DOCUMENT EXCERPT:
— start —
The sure way would be to batch UCI go depth commands. Although I did see in the new SF source code a keyword on top of search: "trace". If that can make its way through UCI, I think it ought to have iterative under user control.

Was I clear on that more tangible idea? next post for my stuff.
Oh, and I was trying to link your other post to this one. As it might be interacting, as a position characteristic among other, with the position set part of each player sampled pool of games in your data "corpus" over which your are extracting a player profile or phenotype or model or error. (it could be other things that error, but that is how you started, might as well keep in that direction until it needs revision, and that is how the chess community is tooled ubiquitously, so.. ).
I'm pretty sure this distribution can be directly converted into ELO estimate. All you need to do is to calculate it for a bunch of players with established ratings from their games and find out how distribution parameters correlate with ELO. And yes, probably better to look at winning percentage drop than at centipawns loss.
I think you might consider using more than one definition of sharpness computer measure, and give them temporary qualifiers.
Then at some point you would be able to have the fuzzier notion that people use to be confronted to what each prototype definition would bring as positions.

I think one might use SF PV profiles at a position as one way of defining some sharpness. That would be of a specific position being sharp. But I think there are extended definition, that are about sustained sharpness, that one might have to keen dealing for a long segment of positions (all from adjacent positions by legal moves, or in other words a contiguous game fragment).

That at each successive position from such a position, the best move would be very isolated from many other moves. One would need to calculate tightly for large human depths.

From the mere leftmost node scoring in a single search, there might be 3 things to consider, the legal branching number, and then the relative scores of all the candidate if you can force SF to work at its maxim PV profile you might get enough data there. But even 5 might be enough. The number of legal moves, would be to be able to differentiate with a forcing segment if needed.

I may be missing some points, in the above. When letting loose the idea machine, sometimes things get loose we might have wanted to keep in check. a reasoning bling spot of sorts. So, I enjoy being checked for those, if readable first.
— end —
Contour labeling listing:
— start —
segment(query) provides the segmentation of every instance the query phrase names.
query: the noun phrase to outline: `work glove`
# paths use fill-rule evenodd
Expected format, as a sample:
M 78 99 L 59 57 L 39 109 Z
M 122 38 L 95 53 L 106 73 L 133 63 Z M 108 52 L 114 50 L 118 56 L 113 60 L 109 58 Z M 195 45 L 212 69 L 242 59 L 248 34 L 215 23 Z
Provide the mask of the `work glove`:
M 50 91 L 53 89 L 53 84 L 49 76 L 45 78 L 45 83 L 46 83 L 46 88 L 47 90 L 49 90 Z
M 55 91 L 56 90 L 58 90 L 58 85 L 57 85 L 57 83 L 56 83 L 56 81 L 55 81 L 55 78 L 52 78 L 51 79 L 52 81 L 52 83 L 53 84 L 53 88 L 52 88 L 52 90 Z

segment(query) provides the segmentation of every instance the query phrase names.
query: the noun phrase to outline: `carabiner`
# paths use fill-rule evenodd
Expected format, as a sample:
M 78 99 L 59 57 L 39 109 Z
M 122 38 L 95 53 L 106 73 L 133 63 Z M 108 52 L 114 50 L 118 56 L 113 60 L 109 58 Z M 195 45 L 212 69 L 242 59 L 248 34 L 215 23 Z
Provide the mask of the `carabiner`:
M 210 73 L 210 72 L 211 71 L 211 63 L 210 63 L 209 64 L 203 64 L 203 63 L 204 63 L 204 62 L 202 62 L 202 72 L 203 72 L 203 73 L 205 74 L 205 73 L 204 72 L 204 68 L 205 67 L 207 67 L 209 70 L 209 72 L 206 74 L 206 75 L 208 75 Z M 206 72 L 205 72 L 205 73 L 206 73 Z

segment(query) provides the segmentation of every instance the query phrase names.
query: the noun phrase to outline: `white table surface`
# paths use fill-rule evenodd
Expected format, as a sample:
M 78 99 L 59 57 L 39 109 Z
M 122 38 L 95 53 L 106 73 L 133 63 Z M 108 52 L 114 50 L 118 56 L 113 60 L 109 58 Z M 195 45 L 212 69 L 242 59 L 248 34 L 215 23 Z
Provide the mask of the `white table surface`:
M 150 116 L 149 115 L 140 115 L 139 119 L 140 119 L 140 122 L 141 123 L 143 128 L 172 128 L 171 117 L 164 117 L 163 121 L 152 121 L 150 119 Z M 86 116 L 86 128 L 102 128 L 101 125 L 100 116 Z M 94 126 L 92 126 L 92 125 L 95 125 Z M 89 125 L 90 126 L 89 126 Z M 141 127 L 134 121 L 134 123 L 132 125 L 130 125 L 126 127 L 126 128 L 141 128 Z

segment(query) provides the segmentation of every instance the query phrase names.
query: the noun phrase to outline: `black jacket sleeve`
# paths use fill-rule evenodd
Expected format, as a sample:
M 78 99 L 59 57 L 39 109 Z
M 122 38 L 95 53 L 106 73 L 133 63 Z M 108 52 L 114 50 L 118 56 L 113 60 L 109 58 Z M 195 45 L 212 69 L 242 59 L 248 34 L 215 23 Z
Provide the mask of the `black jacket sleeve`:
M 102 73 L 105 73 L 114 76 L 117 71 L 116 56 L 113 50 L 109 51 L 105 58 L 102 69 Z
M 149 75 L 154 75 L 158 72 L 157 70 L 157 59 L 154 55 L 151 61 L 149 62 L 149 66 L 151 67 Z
— end —
STATED TASK A:
In the chess engine discussion, what keyword did the writer notice at the top of search in the new SF source code?
STATED TASK B:
Continue the chess engine discussion from the point where it stops.
The listing is separate material unrelated to the chess engine discussion.

TASK OUTPUT A:
The keyword "trace".

TASK OUTPUT B:
Maybe your idea of depth of actual leaf reward discovery (difference from other leaves at same depth) might also play a role also in what people refer to being sharp (position, or opening "territory"). Also, that might be included above, already in that SF is looking far at times to it scoring attribution to the current position.

This last bit, I was thinking, that maybe opening sharpness, having its consequences being visible, say in endgame or a lot deeper than one can calculate or have experience digested about, might make some people call that sharp or narrow choice of move early.

I am Just brainstorming, because I am not sure there is a well-defined version yet of sharpness in the community (not yours, it is a computer prototype for sure). I may be wrong about the community. as well. this is an impression that I have been having for a while. If I am right, it might be more inclusive and inviting people to bring in their own experience of the word, if there was room for that, by making Sharpness_wdl, or Sharpness_cp or as many candidates as one can formulate with analytical chess tools, so that further dataset based analysis could allow various strains of the internal version of the word in each person, already having some notion of what it is (like agreeing with someone else often enough about this or that being sharp). One could confront their own on-board sense of that with what your prototype definitions would suggest.

otherwise, you might be reducing your room for maneuvering. Or are you convinced that your last blog definition is consensus?
I suppose this is one of the methods for anti cheating. Everyone would have their standard cpl distribution. If suddenly one deviates significantly from their standard cpl distribution, red flags are raised.
This is also somewhat available in lichess insights, accuracy per number of moves.
It might be easier to read your CPL graphs with some sort of smoothing / density. You say that 30-130 is roughly constant but to my eye it seems there are more around 50 than 130 for sure. Smoothing will help assess this by eye.

Cool work regardless!